### Exercise:
Look at the entries below and reproduce them exactly.

++++

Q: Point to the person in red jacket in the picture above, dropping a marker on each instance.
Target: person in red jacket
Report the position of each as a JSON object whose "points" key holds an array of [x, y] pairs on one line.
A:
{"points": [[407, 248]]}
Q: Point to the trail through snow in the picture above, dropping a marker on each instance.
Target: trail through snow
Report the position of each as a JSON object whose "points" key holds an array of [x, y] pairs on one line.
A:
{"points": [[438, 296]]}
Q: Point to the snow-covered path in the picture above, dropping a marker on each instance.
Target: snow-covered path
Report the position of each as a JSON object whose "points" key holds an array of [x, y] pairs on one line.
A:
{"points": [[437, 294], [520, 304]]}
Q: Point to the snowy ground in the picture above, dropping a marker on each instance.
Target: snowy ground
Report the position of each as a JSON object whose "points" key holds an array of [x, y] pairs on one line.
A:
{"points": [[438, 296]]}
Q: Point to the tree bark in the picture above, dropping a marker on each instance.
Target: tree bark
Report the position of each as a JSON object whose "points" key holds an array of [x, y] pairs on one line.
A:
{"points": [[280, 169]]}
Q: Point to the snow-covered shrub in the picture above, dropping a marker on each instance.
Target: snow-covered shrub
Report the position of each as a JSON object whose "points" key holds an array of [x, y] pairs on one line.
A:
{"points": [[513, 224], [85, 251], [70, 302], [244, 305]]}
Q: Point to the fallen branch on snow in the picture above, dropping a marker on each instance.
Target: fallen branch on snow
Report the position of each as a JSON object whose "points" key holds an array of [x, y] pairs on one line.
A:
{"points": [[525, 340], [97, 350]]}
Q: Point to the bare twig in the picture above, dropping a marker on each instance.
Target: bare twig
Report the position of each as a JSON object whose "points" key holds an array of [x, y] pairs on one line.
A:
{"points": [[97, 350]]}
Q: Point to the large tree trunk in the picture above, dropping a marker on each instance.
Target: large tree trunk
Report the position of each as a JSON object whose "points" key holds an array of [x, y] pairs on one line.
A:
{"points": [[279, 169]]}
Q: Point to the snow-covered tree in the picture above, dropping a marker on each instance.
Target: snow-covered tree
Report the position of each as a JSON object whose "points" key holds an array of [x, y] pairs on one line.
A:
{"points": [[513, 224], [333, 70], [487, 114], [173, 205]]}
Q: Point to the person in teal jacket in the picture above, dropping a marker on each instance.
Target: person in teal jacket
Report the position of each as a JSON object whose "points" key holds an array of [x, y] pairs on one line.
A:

++++

### Task solution:
Q: Point to the person in red jacket in the picture above, dropping a marker on each instance.
Target: person in red jacket
Report the position of each as a JSON object whose "points" key holds an array of [x, y] pairs on one line.
A:
{"points": [[407, 248]]}
Q: Point to the trail through snow in the picture above, dropping a marker on each instance.
Target: trail through snow
Report the position of each as a JSON object whose "points" key holds an array of [x, y] pairs on one line.
A:
{"points": [[438, 296]]}
Q: Point to the snow-covered path in the picture above, dropping a marker on each instance.
Target: snow-covered path
Report the position of each as a JSON object whose "points" key holds an array of [x, y] pairs on one line.
A:
{"points": [[437, 294], [520, 304]]}
Q: Point to the snowy ground in the picture above, dropping a marker on each instance.
Target: snowy ground
Report the position of each as a JSON object whose "points" key holds an array of [x, y] pairs on one line.
A:
{"points": [[438, 296]]}
Q: Point to the tree bark in the picture above, dropping a marker on each instance.
Target: tree bark
Report the position of each as a JSON object whose "points" key holds an array of [x, y] pairs on one line.
A:
{"points": [[280, 169]]}
Q: Point to the snow-covered shrub in the picture above, dropping a marker on each instance.
Target: snow-covered shrub
Report the position of each as a JSON object whose "points" key holds an array of [x, y] pairs on one line.
A:
{"points": [[513, 224], [85, 251], [70, 302], [244, 305]]}
Q: Point to the fallen branch on snow in the picture above, dropping a marker on each instance.
Target: fallen branch on snow
Report the position of each as a JSON object whose "points" key holds an array of [x, y] pairs on one line.
A:
{"points": [[525, 340], [97, 350]]}
Q: Point to the bare twig in the picture above, dropping a marker on each instance.
Target: bare twig
Report the position of each as a JSON object whose "points" key holds an array of [x, y] pairs on one line.
A:
{"points": [[97, 350]]}
Q: Point to the large tree trunk in the picture above, dropping a marker on each instance.
Target: large tree trunk
Report the position of each as a JSON object whose "points" key holds an array of [x, y] pairs on one line.
A:
{"points": [[279, 169]]}
Q: Point to the snow-covered tree in the picture above, dropping a marker on each instance.
Target: snow-covered tree
Report the position of each as a JSON object whose "points" key holds an array of [x, y] pairs on one line.
A:
{"points": [[513, 224], [333, 70], [487, 114], [173, 205]]}
Q: Point to the person in teal jacket in the picture above, dropping a marker on each instance.
Target: person in teal jacket
Report the position of each as a JSON object whose "points" key holds an array of [x, y] pairs on one line.
A:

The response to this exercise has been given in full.